— Start Dataset content —

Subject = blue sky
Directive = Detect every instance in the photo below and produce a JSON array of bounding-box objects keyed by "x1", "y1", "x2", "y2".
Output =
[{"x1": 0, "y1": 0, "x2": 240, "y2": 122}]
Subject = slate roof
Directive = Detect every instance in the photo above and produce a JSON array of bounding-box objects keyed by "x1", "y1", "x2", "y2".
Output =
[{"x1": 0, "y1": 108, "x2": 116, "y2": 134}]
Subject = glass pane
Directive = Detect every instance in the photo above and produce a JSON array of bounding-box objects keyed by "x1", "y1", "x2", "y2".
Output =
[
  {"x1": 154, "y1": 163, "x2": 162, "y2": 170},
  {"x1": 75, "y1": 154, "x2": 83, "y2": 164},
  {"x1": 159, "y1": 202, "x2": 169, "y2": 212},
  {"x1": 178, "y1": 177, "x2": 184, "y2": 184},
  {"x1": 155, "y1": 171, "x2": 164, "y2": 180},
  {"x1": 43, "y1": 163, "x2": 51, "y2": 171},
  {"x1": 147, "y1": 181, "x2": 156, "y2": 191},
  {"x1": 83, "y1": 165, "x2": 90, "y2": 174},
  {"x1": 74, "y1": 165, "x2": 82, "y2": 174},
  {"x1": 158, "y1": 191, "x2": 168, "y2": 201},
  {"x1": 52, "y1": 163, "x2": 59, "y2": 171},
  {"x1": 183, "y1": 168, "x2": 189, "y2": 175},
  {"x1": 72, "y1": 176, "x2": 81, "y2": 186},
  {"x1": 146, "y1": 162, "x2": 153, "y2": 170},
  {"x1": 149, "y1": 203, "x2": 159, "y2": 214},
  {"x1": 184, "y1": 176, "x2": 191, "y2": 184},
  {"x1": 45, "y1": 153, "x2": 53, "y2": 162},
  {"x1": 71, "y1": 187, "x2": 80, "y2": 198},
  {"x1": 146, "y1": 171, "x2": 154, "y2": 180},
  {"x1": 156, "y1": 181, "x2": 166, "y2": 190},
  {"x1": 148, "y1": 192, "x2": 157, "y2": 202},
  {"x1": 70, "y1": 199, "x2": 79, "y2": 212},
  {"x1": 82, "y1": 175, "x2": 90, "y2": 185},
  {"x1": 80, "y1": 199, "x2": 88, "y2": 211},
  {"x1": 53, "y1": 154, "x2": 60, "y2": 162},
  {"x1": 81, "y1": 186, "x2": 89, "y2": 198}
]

— End Dataset content —

**Task description**. Reproduce all of the records above word for word, without changing any character.

**Solution to this problem**.
Subject = blue sky
Directive = Detect every instance in the photo below and produce a JSON array of bounding-box objects keyed by "x1", "y1", "x2", "y2".
Output =
[{"x1": 0, "y1": 0, "x2": 240, "y2": 122}]
Subject = slate roof
Directive = Detect every instance in the photo above and produce a JSON array of bounding-box objects keyed by "x1", "y1", "x2", "y2".
Output =
[{"x1": 0, "y1": 108, "x2": 116, "y2": 134}]
Subject = glass pane
Directive = Detect every instance in the photo above and produce a JSON array of bounding-box objects keyed by "x1", "y1", "x2", "y2".
Output =
[
  {"x1": 154, "y1": 163, "x2": 162, "y2": 170},
  {"x1": 75, "y1": 154, "x2": 83, "y2": 164},
  {"x1": 159, "y1": 202, "x2": 169, "y2": 212},
  {"x1": 178, "y1": 177, "x2": 184, "y2": 184},
  {"x1": 155, "y1": 171, "x2": 164, "y2": 180},
  {"x1": 43, "y1": 163, "x2": 51, "y2": 171},
  {"x1": 147, "y1": 181, "x2": 156, "y2": 191},
  {"x1": 83, "y1": 165, "x2": 90, "y2": 174},
  {"x1": 74, "y1": 165, "x2": 82, "y2": 174},
  {"x1": 158, "y1": 191, "x2": 168, "y2": 201},
  {"x1": 52, "y1": 163, "x2": 59, "y2": 171},
  {"x1": 183, "y1": 168, "x2": 189, "y2": 175},
  {"x1": 72, "y1": 176, "x2": 81, "y2": 186},
  {"x1": 146, "y1": 162, "x2": 153, "y2": 170},
  {"x1": 149, "y1": 203, "x2": 159, "y2": 214},
  {"x1": 184, "y1": 176, "x2": 191, "y2": 184},
  {"x1": 45, "y1": 153, "x2": 53, "y2": 162},
  {"x1": 71, "y1": 187, "x2": 80, "y2": 198},
  {"x1": 146, "y1": 171, "x2": 154, "y2": 180},
  {"x1": 156, "y1": 181, "x2": 166, "y2": 190},
  {"x1": 148, "y1": 192, "x2": 157, "y2": 202},
  {"x1": 70, "y1": 199, "x2": 79, "y2": 212},
  {"x1": 82, "y1": 175, "x2": 90, "y2": 185},
  {"x1": 80, "y1": 199, "x2": 88, "y2": 211},
  {"x1": 53, "y1": 154, "x2": 60, "y2": 162},
  {"x1": 81, "y1": 186, "x2": 89, "y2": 198}
]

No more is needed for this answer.